INSTRUCTIONS FOR THE TASK:
Reproduce the entries below word for word, beginning with the line that contains "point_to MUST return one point per instance of the bright" and ending with the final line of the entries, both included.

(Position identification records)
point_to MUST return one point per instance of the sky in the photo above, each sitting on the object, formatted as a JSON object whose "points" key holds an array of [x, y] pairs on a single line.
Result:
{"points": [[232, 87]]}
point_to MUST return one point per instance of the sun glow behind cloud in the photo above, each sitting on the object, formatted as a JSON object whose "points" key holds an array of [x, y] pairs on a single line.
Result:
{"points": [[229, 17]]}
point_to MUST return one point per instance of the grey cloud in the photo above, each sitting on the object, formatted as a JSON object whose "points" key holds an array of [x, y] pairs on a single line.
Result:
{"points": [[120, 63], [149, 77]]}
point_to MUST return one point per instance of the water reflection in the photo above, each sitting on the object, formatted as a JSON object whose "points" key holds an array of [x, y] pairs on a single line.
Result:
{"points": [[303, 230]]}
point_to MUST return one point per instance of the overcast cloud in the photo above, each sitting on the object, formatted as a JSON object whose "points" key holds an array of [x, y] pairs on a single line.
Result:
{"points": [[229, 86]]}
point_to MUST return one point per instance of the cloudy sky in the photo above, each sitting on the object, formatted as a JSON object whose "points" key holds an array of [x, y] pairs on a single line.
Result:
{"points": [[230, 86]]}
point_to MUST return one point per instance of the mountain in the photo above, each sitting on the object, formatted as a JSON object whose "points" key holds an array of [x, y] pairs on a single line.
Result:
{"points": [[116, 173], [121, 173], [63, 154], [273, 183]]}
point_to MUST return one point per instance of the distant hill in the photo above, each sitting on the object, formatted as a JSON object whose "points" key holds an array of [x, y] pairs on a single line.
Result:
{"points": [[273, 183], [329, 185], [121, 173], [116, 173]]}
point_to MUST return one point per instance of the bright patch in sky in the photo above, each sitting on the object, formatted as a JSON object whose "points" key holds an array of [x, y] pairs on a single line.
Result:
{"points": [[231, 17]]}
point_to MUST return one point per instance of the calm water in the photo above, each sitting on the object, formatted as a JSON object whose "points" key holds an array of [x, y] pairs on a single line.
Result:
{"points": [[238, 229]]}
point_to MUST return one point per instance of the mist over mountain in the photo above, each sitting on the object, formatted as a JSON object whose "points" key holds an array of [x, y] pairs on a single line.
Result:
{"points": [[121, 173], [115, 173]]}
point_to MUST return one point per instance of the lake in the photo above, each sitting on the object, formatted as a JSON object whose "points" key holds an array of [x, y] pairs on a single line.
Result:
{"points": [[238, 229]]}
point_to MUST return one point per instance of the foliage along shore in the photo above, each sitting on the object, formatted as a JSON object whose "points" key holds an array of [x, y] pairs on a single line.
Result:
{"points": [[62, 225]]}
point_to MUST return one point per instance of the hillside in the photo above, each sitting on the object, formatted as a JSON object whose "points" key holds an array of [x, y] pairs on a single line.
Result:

EXERCISE RESULT:
point_to MUST return one point per instance of the bright patch in sky in the photo above, each sitting on the object, formatted as a JSON object whose "points" key holds an array of [x, y] pairs on a single line.
Result:
{"points": [[231, 17]]}
point_to MUST return one point per instance of the calm water in the photo above, each sitting on the object, formatted as a JSON object whose "points" key holds an array of [x, y] pairs on a single line.
Result:
{"points": [[238, 229]]}
point_to MUST return one point per instance of the mist over mountain in the photo above, each sitting on the object, formatted as a JSON object whose "points" key holds an array of [x, y] pairs on a single line.
Result:
{"points": [[121, 173], [115, 173]]}
point_to MUST return one point per instance of the lake in the photo above, each sitting on the object, formatted as a JSON object whose "points" key holds an array of [x, y] pairs on a single line.
Result:
{"points": [[238, 229]]}
point_to MUST return one point per instance of the foliage along shore in the photo above, each sitting on the object, formatted as a JSON object whose "points" key holds an array of [x, y] pairs on a single line.
Result:
{"points": [[62, 225]]}
point_to MUST return one point per instance of the hillside in the photo above, each sitting on the object, formatted as a JSON object whose "points" key holds an array of [x, y] pairs on a single line.
Result:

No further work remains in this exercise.